*Texto extraído:*

^^^^^^^^

Para o primeiro, definição precisa: “uma generosa e sensorial peregrinação experimental pela memória e pelo som”. Para o segundo: “excepcional, corajoso e profundamente emocionante retrato de uma mulher resistindo ao poder masculino. Sua persistência e rigor jornalístico ajudaram a mudar a lei no Japão”.
A jovem repórter (e agora cineasta), que tinha 25 anos quando foi estuprada por influente jornalista, amigo e biógrafo do então primeiro-ministro Shinzo Abe, realizou, em sua estreia, um documentário elaborado, corajoso e desprovido de lamúria e vitimismo. Muito pelo contrário. Shiori Ito, que está no Brasil e buscou seu prêmio no palco da Cinemateca Brasileira, fez um filme afirmativo no melhor sentido da palavra. Sua ênfase foi a coragem de afrontar a moral de país milenarmente patriarcal e lutar por mudança. O fez, nas barras dos tribunais, por longos oito anos.
Oskar Alegria passou pelo ÉTV com sua vitalidade e bom humor. Regressou à Espanha, mas agradeceu ao prêmio, via digital, com a mesma alegria impressa em seu nome. Prometeu realizar novo filme para regressar ao Brasil. Arriscou até no portunhol para agradecer o reconhecimento do júri ao seu mergulho fílmico, escorado em registros (Super-8) da vida cotidiana e laborial de camponeses arraigados ao solo da Espanha profunda. Para dar vida aos registros precários em S-8, captados outrora por seu pai, Alegria recorreu a elaborado trabalho sonoro. E a fino senso de humor.

^^^^^^^^

Entradas do conjunto de dados
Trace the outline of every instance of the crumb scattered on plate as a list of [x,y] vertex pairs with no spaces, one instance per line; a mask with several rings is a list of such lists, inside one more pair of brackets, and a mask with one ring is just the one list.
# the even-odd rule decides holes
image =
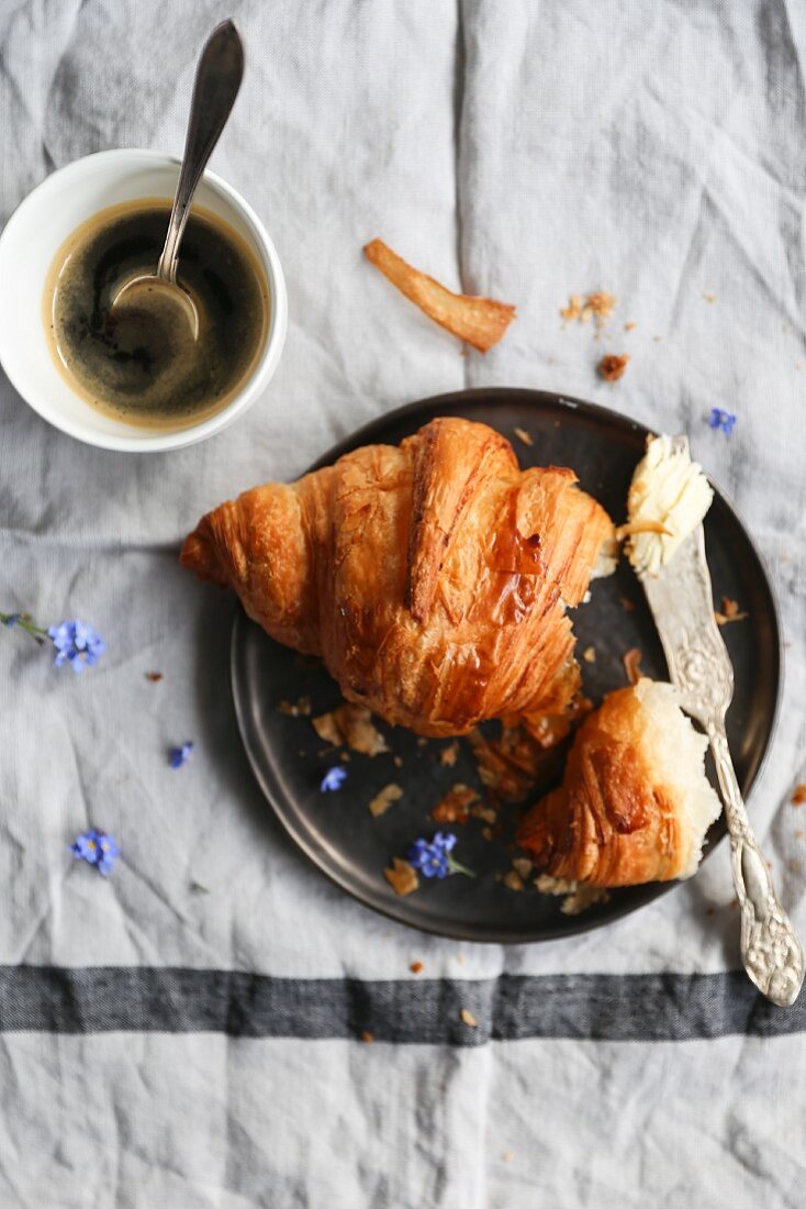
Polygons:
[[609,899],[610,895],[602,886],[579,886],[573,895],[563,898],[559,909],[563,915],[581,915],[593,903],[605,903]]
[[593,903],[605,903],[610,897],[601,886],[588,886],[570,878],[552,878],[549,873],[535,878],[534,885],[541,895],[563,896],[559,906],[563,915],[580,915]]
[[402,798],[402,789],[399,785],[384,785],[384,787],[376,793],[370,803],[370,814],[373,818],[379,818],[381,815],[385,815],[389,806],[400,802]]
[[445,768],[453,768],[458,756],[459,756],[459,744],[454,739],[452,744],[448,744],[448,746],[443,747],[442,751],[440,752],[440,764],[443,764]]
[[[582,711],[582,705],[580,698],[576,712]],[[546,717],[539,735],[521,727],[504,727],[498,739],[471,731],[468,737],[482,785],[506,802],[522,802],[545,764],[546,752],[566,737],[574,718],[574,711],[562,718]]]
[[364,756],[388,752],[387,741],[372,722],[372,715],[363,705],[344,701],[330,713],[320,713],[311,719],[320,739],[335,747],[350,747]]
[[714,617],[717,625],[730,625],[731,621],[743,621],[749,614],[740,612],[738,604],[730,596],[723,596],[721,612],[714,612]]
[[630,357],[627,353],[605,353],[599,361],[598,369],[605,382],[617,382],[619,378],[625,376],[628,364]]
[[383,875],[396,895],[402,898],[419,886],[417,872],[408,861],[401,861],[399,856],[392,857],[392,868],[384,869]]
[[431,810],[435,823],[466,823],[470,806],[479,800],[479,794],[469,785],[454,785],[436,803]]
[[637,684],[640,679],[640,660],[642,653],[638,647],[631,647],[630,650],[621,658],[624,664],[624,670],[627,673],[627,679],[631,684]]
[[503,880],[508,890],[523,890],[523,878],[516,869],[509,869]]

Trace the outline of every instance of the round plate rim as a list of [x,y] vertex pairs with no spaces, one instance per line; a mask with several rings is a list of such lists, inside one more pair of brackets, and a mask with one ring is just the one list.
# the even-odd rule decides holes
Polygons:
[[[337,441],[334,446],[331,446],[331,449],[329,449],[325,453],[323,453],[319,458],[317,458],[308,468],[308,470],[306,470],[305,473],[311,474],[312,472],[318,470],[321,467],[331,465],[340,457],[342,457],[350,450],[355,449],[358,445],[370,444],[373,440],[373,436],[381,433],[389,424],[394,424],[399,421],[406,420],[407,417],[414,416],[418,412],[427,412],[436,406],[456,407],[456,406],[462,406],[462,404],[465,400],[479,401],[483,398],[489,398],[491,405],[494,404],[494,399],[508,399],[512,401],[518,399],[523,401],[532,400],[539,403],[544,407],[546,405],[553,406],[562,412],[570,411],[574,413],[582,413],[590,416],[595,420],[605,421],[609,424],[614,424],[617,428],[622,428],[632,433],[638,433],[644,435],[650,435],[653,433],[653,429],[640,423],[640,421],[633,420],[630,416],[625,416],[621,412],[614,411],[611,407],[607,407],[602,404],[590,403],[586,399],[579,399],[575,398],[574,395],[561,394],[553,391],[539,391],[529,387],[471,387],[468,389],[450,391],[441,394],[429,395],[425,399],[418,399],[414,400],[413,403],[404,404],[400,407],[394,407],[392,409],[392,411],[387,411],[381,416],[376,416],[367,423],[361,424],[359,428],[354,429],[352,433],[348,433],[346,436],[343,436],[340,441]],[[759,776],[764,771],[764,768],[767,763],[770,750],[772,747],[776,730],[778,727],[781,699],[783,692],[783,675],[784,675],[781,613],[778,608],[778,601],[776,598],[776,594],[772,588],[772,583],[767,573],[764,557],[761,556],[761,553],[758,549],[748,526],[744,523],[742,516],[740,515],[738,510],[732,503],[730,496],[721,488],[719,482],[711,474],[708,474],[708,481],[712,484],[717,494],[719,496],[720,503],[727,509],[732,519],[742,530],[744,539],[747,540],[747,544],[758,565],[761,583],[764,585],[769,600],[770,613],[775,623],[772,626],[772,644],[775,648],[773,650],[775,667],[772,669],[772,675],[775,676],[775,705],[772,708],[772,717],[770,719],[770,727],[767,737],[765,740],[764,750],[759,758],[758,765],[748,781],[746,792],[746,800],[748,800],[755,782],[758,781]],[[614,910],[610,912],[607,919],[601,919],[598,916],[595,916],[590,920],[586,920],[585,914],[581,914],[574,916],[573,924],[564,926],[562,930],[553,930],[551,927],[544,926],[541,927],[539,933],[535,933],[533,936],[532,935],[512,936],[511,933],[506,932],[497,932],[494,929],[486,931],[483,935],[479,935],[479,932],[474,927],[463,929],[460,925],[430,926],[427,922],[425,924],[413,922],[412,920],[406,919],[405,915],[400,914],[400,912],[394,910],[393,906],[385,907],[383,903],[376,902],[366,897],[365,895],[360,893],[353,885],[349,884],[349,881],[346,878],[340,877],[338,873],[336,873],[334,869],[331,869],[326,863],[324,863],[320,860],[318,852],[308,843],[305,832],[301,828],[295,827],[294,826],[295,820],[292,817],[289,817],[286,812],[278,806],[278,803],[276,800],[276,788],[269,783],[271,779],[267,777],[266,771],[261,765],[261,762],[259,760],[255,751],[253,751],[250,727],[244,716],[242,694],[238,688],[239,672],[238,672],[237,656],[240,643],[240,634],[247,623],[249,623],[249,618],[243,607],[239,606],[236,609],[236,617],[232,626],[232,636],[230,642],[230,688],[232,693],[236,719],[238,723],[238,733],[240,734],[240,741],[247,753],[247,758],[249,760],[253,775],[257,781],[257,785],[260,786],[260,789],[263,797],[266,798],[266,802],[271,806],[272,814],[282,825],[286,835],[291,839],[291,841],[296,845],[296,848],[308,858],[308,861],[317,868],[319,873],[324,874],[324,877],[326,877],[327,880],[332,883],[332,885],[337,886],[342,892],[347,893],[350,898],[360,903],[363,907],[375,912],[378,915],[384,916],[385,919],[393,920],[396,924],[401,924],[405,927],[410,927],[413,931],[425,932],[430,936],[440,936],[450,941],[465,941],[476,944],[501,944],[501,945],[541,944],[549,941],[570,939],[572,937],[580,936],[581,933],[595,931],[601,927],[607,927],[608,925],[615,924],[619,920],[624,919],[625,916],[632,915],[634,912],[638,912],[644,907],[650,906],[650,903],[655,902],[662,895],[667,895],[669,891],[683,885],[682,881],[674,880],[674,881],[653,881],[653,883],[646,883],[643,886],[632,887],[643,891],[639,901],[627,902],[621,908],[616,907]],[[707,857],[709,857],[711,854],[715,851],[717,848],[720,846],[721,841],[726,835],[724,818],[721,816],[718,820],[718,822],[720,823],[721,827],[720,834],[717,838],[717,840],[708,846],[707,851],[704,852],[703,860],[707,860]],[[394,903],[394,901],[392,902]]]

^^^^^^^^

*O que fazer:*
a: Edite o trecho das linhas de dados que vai do começo até a linha que contém "[[503,880],[508,890],[523,890],[523,878],[516,869],[509,869]]", inclusive, trocando "Polygons" por "Shapes" e mantendo todo o resto igual. Deixe as imagens fora da resposta.
b: Retome o texto sobre os filmes premiados de Shiori Ito e Oskar Alegria a partir do ponto em que ele termina.
O texto e as linhas de dados não têm nenhuma relação entre si.

*Respostas:*
a:
Trace the outline of every instance of the crumb scattered on plate as a list of [x,y] vertex pairs with no spaces, one instance per line; a mask with several rings is a list of such lists, inside one more pair of brackets, and a mask with one ring is just the one list.
# the even-odd rule decides holes
image =
Shapes:
[[609,899],[610,895],[602,886],[579,886],[573,895],[563,898],[559,909],[563,915],[581,915],[593,903],[605,903]]
[[593,903],[605,903],[610,897],[601,886],[588,886],[570,878],[552,878],[549,873],[535,878],[534,885],[541,895],[563,896],[559,906],[563,915],[580,915]]
[[402,798],[402,789],[399,785],[384,785],[384,787],[376,793],[370,803],[370,814],[373,818],[379,818],[381,815],[385,815],[389,806],[400,802]]
[[445,768],[453,768],[458,756],[459,756],[459,744],[454,739],[452,744],[448,744],[448,746],[443,747],[442,751],[440,752],[440,764],[443,764]]
[[[582,711],[582,705],[580,698],[576,712]],[[546,717],[539,735],[521,727],[504,727],[498,739],[471,731],[468,737],[482,785],[506,802],[522,802],[545,764],[546,752],[566,737],[574,718],[574,711],[562,718]]]
[[364,756],[388,752],[387,741],[372,722],[372,715],[363,705],[344,701],[330,713],[320,713],[311,719],[320,739],[335,747],[350,747]]
[[714,617],[717,625],[730,625],[731,621],[743,621],[749,614],[740,612],[738,604],[730,596],[723,596],[721,612],[714,612]]
[[630,357],[627,353],[605,353],[599,361],[598,369],[605,382],[617,382],[619,378],[625,376],[628,364]]
[[383,875],[396,895],[402,898],[419,886],[417,872],[408,861],[401,861],[399,856],[392,857],[392,868],[384,869]]
[[431,810],[435,823],[466,823],[470,806],[479,800],[479,794],[469,785],[454,785],[436,803]]
[[637,684],[640,679],[640,660],[642,653],[638,647],[631,647],[630,650],[621,658],[624,664],[624,670],[627,673],[627,679],[631,684]]
[[503,880],[508,890],[523,890],[523,878],[516,869],[509,869]]

b:
“Só a Lua Entenderá”, dirigido por Kim Torres, eleito o melhor curta internacional, foi definido pelo júri como “um retrato poético e onírico da infância e do envelhecimento. Um filme de momentos mágicos”. O curta costarriquenho é mesmo tocante. Mas o poderoso “Avalanche”, do colombiano Daniel Cortés, poderia estar muito bem em seu lugar. Ou destacado com uma menção honrosa. Afinal, trata-se de um épico político-social, feito de imagens e banda sonora avassaladora. Uma avalanche de trabalhadores em busca de sua libertação, sob ruídos oriundos da natureza em ebulição, com seus movimentos incontroláveis.
Como o Festival É Tudo Verdade é reconhecido pela Academia de Artes e Ciências Cinematográficas dos EUA, os quatro filmes vencedores do prêmio principal — “Natterer”, “Placas Invisíveis”, “Cento e Quatro” e “Só a Lua Entenderá” — estão habilitados a disputar vagas entre os pré-finalistas ao Oscar 2025 de melhor longa e melhor curta documental.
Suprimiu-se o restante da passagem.